* _Exercise prompt_: Could you write out the records below exactly, without omitting a line?

* _Excerpted data_:
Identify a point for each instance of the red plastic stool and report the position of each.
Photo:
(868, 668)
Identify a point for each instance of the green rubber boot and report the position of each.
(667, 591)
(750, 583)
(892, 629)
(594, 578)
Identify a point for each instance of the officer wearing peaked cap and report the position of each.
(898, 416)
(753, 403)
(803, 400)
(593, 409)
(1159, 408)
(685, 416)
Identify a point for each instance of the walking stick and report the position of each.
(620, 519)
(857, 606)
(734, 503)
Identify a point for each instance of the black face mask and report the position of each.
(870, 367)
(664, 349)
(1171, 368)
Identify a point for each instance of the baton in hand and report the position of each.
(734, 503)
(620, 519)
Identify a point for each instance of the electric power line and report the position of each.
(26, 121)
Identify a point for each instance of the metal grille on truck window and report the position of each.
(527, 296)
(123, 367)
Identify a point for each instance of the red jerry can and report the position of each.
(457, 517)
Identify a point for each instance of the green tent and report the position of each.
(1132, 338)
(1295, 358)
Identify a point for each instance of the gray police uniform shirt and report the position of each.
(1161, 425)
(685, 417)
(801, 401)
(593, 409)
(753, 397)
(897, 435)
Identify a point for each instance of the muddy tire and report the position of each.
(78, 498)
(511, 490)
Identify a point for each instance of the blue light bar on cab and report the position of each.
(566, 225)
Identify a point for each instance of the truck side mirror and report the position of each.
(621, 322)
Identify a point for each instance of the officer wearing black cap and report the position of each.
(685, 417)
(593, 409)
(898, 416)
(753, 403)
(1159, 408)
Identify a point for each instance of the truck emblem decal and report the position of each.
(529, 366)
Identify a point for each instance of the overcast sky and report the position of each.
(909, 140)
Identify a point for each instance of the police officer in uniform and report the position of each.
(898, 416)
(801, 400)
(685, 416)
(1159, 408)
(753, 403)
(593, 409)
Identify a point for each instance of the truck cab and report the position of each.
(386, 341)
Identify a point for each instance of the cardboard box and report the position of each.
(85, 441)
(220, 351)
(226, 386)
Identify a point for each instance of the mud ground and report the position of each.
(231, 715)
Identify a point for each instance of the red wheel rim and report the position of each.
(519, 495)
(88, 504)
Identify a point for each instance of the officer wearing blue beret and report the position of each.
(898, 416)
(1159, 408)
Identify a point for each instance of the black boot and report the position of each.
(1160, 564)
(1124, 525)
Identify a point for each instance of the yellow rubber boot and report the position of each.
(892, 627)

* _Answer section_:
Identify a point for each instance of the red plastic stool and report the position of each.
Photo:
(868, 668)
Identify a point for each instance of the green rubber boot and report the position of each.
(667, 591)
(750, 583)
(892, 629)
(594, 578)
Identify a point for each instance of the officer wearing peaked cap and report the position of each.
(898, 416)
(753, 403)
(803, 400)
(593, 409)
(1159, 408)
(685, 416)
Identify a point for each instance of the walking stick and report the position of each.
(620, 519)
(857, 606)
(734, 503)
Identify a point for each instance of the black face mask and report the position of each.
(870, 367)
(664, 349)
(1171, 368)
Identify a point for each instance of the baton in hand and report the position of each.
(734, 503)
(620, 519)
Identify a point for each instance of the electric power line and report the position of each.
(26, 121)
Identify a point for each instance of the metal grille on truck window and report the position of each.
(527, 296)
(123, 367)
Identify a point for each instance of the red jerry can and report the position of each.
(457, 517)
Identify a point for each instance of the green tent and report the position of each.
(1132, 338)
(1295, 358)
Identify a point for each instance of the gray police uniform shirt and report the position of each.
(1161, 425)
(685, 417)
(801, 401)
(593, 409)
(753, 397)
(897, 435)
Identify a point for each instance of the muddy tire and report the position of each.
(78, 498)
(511, 490)
Identify a point for each instance of the blue light bar on cab and report the position of each.
(566, 225)
Identify a point for each instance of the truck side mirror and report the position of each.
(621, 322)
Identify a point for each instance of the officer wearing black cap and report the position of each.
(685, 417)
(593, 409)
(898, 416)
(753, 403)
(1159, 408)
Identify a point for each instance of the truck emblem decal and report the position of each.
(529, 366)
Identify a point for each instance of the overcast sky and report the position of each.
(909, 140)
Identify a point for each instance of the police officer in uniform and report the position of each.
(898, 416)
(801, 400)
(685, 416)
(1159, 408)
(753, 403)
(593, 409)
Identify a point for each instance of the truck cab and report the position of each.
(386, 341)
Identify a point for each instance of the cardboard box and report the position of each.
(85, 441)
(220, 351)
(226, 386)
Identify a point for each instance of the mud ground and report the position of each.
(231, 715)
Identify a point for each instance of the red wheel rim and report the position of each.
(519, 495)
(88, 504)
Identify a point for each instance of the officer wearing blue beret and report the position of each.
(898, 416)
(1159, 408)
Identify a point for each instance of the black boot and report the position of each.
(1160, 564)
(1124, 525)
Identify a point for each instance of the yellow rubber boot and report the position of each.
(892, 627)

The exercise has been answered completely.